> _DO THIS_
Rewrite every line of the material below from the one containing "mark: multicolored sail" through the end, inclusive, requests included, and output only those lines. In the answers, multiply each coordinate by 2.1 and round to a whole number with halves going up, but leave the requests and their sample coordinates unchanged.

[start of DATASET ROWS]

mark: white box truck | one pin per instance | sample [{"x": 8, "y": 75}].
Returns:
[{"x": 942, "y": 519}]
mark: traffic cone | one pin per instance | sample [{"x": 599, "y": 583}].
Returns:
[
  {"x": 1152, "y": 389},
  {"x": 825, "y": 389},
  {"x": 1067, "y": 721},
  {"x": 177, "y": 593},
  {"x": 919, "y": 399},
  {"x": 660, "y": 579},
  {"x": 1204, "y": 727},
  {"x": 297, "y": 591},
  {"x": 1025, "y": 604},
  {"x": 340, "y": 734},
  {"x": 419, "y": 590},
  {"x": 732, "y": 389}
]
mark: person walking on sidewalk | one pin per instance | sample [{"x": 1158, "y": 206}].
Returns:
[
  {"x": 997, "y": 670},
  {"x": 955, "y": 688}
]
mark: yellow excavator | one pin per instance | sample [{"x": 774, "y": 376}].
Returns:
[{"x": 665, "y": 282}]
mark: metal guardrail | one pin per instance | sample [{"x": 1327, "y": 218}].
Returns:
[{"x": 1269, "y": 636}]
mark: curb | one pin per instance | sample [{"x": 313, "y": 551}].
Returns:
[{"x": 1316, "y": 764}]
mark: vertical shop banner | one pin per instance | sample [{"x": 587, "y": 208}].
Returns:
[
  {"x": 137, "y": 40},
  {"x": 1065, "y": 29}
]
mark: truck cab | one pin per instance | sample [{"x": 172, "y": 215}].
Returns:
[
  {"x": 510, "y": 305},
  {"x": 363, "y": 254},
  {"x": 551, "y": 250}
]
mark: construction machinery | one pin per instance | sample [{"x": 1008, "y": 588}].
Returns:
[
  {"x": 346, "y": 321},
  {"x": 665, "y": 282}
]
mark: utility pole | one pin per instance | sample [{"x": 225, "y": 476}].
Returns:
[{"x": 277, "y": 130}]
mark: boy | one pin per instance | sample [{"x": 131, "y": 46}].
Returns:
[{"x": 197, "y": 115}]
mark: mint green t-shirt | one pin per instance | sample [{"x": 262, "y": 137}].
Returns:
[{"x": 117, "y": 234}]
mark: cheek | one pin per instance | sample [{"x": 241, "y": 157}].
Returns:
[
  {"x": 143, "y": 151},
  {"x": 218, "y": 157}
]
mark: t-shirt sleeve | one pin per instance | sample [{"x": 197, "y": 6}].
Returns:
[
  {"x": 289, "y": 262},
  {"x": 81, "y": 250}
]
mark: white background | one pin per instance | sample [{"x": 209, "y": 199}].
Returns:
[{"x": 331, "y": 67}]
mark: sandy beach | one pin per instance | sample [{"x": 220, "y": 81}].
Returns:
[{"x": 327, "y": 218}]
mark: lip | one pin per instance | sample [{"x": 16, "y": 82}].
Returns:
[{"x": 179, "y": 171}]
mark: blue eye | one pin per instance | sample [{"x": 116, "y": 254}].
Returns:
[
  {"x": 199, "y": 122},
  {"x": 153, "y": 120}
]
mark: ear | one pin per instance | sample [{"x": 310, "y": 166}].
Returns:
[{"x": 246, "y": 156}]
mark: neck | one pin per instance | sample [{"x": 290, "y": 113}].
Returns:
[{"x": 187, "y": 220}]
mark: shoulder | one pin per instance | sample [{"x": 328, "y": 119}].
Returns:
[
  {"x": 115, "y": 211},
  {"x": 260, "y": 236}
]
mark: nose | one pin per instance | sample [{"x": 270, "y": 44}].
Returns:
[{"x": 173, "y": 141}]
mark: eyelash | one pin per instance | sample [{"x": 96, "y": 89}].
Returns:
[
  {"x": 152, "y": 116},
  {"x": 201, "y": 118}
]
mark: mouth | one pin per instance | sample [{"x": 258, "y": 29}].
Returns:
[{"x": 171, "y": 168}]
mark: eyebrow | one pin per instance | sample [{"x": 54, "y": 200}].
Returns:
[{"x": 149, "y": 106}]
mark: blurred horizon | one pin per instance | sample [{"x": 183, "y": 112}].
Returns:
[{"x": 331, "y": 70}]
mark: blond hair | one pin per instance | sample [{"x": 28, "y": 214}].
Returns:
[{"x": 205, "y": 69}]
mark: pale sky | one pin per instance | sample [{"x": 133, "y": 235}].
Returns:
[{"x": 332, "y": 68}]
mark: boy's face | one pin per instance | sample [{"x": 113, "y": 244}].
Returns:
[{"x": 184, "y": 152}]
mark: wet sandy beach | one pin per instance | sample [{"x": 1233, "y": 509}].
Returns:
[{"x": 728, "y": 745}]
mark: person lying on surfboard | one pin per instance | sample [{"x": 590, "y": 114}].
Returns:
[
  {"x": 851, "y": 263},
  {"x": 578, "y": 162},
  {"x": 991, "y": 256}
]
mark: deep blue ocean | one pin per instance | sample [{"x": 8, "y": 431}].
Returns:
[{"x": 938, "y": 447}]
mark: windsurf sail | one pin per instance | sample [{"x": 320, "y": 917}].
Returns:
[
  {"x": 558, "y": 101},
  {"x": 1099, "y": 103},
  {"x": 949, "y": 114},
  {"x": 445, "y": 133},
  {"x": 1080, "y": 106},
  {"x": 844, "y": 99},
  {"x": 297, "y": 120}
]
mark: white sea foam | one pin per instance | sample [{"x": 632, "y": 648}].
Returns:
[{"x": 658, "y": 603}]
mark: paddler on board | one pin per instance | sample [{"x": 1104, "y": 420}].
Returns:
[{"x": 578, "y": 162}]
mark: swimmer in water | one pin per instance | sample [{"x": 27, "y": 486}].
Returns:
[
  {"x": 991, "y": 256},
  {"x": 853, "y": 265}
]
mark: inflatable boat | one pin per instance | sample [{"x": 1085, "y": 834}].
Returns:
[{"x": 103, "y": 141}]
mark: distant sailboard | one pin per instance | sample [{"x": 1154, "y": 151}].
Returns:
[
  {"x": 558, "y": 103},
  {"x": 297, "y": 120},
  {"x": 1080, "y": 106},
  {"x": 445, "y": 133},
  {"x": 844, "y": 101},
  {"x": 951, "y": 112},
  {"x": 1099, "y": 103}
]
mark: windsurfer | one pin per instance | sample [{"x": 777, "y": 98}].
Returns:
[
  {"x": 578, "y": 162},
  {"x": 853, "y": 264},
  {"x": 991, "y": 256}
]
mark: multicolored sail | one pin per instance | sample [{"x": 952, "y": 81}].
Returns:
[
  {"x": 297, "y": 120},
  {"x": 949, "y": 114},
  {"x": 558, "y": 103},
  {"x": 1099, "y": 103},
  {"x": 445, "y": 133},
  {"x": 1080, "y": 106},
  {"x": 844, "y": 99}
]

[end of DATASET ROWS]

> _ANSWER TO THE EXERCISE_
mark: multicolored sail | one pin per instance | sample [{"x": 952, "y": 81}].
Returns:
[
  {"x": 624, "y": 252},
  {"x": 1993, "y": 239},
  {"x": 1172, "y": 216},
  {"x": 2308, "y": 216},
  {"x": 935, "y": 279},
  {"x": 2268, "y": 223},
  {"x": 1772, "y": 208}
]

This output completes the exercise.